### Given passage

────────────────────────────────────────

Personal information
- Born:: November 3, 1985 (age 39) Greensboro, North Carolina, U.S.
- Height:: 6 ft 3 in (1.91 m)
- Weight:: 301 lb (137 kg)

Career information
- High school:: James B. Dudley (Greensboro)
- College:: North Carolina State
- NFL draft:: 2008: 5th round, 144th overall

Career history
- New Orleans Saints (2008–2010); Houston Texans (2010); Indianapolis Colts (2011)*; Denver Broncos (2011)*; Omaha Nighthawks (2011); Carolina Panthers (2011); Chicago Bears (2012);
- * Offseason and/or practice squad member only

Career highlights and awards
- Super Bowl champion (XLIV);

Career NFL statistics
- Total tackles:: 20
- Pass deflections:: 1
- Stats at Pro Football Reference

= DeMario Pressley =

American football player (born 1985)

DeMario Pressley (born November 3, 1985) is an American former professional football player who was a defensive tackle in the National Football League (NFL). He played college football for the NC State Wolfpack and was selected by the New Orleans Saints in the fifth round of the 2008 NFL draft with the 144th overall pick.

Pressley was also a member of the Houston Texans, Indianapolis Colts, Denver Broncos, Carolina Panthers, and Chicago Bears.

────────────────────────────────────────

### Record excerpts

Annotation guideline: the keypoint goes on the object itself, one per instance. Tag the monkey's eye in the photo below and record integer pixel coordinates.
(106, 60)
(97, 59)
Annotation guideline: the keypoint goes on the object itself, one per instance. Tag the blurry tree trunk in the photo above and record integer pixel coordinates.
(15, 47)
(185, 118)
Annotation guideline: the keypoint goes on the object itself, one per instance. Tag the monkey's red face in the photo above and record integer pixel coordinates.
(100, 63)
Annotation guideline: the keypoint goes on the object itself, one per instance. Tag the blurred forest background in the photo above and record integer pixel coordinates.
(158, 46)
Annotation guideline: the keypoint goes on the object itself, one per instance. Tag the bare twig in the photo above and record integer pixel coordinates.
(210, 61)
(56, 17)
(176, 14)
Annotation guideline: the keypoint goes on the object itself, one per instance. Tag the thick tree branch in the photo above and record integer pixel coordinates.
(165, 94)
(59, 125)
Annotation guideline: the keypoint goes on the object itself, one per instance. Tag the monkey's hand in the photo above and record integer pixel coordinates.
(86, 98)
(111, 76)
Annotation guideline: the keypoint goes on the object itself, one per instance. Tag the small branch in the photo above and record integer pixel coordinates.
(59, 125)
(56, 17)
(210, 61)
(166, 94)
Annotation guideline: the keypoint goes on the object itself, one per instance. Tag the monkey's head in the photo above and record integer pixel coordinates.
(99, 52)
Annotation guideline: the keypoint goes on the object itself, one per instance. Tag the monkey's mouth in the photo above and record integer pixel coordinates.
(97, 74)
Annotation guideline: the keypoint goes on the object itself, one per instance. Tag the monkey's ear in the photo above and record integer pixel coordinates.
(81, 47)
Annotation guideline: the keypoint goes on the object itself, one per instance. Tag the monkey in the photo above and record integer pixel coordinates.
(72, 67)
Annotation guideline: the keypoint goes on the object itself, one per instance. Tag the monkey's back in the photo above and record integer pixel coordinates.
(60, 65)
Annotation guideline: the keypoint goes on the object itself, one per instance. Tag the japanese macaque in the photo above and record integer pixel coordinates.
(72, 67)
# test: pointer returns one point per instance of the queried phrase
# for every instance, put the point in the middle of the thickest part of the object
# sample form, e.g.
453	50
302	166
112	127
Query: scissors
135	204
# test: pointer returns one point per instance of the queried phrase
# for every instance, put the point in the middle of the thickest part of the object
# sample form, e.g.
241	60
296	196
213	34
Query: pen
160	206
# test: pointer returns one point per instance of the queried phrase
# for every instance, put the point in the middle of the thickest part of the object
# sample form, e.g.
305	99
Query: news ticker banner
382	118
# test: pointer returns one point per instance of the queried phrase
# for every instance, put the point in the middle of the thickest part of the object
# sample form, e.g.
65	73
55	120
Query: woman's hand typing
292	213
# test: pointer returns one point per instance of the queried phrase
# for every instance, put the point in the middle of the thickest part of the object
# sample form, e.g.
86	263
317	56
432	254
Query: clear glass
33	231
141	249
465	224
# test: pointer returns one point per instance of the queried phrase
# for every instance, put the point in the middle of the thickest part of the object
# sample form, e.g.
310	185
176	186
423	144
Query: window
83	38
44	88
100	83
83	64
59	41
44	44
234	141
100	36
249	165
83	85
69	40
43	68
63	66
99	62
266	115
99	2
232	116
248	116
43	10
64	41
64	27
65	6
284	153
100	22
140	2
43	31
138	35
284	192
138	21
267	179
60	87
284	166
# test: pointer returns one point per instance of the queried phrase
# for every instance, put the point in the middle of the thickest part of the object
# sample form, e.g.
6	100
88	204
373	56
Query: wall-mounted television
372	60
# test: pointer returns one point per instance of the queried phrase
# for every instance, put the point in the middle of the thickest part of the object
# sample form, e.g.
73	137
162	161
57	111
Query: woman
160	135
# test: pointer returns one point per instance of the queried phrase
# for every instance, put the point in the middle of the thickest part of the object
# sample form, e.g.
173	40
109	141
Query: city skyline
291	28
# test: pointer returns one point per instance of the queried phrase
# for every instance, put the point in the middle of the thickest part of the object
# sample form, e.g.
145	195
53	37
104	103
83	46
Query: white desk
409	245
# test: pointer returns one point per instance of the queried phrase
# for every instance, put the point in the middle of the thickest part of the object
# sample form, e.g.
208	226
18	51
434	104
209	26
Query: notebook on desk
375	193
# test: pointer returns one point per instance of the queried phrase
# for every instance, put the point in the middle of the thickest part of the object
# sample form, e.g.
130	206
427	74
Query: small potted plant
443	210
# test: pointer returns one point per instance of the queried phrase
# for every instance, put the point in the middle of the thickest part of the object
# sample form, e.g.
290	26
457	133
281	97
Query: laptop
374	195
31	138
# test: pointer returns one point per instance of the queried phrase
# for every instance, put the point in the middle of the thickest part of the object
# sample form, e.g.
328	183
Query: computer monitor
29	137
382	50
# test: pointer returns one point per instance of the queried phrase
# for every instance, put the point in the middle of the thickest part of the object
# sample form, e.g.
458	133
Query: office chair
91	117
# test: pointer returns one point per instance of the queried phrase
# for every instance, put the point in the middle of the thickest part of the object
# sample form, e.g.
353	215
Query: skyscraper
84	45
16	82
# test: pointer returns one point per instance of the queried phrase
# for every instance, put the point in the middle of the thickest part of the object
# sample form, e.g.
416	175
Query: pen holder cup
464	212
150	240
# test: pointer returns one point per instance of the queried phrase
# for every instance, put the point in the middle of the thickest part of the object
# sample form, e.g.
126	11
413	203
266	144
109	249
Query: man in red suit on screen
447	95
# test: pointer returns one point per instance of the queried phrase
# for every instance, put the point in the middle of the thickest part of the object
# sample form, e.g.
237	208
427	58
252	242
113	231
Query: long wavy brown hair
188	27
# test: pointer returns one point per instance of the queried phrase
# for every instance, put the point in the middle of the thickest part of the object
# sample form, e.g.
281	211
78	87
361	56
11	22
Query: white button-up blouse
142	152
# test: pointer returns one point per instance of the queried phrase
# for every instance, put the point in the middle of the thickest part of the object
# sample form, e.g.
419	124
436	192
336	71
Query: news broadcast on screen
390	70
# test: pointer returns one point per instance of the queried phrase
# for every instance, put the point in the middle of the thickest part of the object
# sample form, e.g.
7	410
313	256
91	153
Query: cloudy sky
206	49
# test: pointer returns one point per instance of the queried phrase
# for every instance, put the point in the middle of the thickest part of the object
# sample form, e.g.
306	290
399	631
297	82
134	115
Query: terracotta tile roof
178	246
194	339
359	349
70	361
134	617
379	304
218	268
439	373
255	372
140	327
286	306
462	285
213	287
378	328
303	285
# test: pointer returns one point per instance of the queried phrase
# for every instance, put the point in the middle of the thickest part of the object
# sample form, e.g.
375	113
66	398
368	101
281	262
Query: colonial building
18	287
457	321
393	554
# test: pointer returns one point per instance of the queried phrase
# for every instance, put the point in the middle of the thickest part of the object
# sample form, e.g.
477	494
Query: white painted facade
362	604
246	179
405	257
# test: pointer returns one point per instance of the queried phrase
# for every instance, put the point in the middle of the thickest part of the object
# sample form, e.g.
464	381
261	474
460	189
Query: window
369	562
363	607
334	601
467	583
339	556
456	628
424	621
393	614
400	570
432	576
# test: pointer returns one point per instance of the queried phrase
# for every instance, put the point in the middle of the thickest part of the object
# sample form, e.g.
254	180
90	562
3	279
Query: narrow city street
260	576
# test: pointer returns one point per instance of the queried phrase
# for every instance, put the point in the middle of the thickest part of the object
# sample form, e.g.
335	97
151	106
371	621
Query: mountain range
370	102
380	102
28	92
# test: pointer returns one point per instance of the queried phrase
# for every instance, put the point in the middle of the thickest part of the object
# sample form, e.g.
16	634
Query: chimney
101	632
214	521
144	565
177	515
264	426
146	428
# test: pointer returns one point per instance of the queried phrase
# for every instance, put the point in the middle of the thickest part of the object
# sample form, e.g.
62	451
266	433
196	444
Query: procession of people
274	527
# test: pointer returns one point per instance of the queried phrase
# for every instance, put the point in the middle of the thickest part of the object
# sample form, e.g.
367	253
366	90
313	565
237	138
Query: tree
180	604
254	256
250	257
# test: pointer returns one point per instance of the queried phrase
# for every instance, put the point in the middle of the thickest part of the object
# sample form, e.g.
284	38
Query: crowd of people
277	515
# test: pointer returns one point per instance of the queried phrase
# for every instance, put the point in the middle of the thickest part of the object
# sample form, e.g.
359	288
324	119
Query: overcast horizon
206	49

────────────────────────────────────────

Please transcribe the part of the DeMario Pressley profile above between "Career highlights and" and "player (born 1985)", inclusive.

### Response box
Career highlights and awards
- Super Bowl champion (XLIV);

Career NFL statistics
- Total tackles:: 20
- Pass deflections:: 1
- Stats at Pro Football Reference

= DeMario Pressley =

American football player (born 1985)